LISTED RECORDS
++++
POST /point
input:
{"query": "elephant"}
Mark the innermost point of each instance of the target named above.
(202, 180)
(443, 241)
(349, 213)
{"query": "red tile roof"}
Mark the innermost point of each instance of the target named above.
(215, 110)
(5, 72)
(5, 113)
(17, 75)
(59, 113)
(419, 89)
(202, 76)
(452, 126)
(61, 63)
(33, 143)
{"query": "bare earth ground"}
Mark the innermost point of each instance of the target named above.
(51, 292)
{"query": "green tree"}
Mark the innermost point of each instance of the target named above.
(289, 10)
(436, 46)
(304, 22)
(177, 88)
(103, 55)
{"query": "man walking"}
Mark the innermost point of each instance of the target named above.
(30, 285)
++++
TASK DIRECTIONS
Can you rewrite the lines above as a JSON list of strings, with one string for each line and any blank lines left out?

WRITTEN ANSWER
[
  "POST /point",
  "input:",
  "{\"query\": \"elephant\"}",
  "Mark the innermost point of each instance of the target named above.",
  "(202, 180)",
  "(443, 241)",
  "(349, 213)",
  "{\"query\": \"red tile roof\"}",
  "Mark the innermost point of each instance of the target named above.",
  "(215, 110)",
  "(5, 72)",
  "(5, 113)",
  "(17, 75)",
  "(59, 113)",
  "(419, 89)",
  "(202, 76)",
  "(452, 126)",
  "(61, 63)",
  "(33, 143)",
  "{\"query\": \"bare earth ground\"}",
  "Mark the innermost point of each instance of the target named above.",
  "(51, 292)",
  "{\"query\": \"green tree\"}",
  "Mark the innermost point of each instance of the target named above.",
  "(289, 10)",
  "(436, 46)",
  "(304, 22)",
  "(177, 88)",
  "(103, 55)",
  "{\"query\": \"man walking\"}",
  "Mark the innermost point of each instance of the target named above.",
  "(30, 285)"
]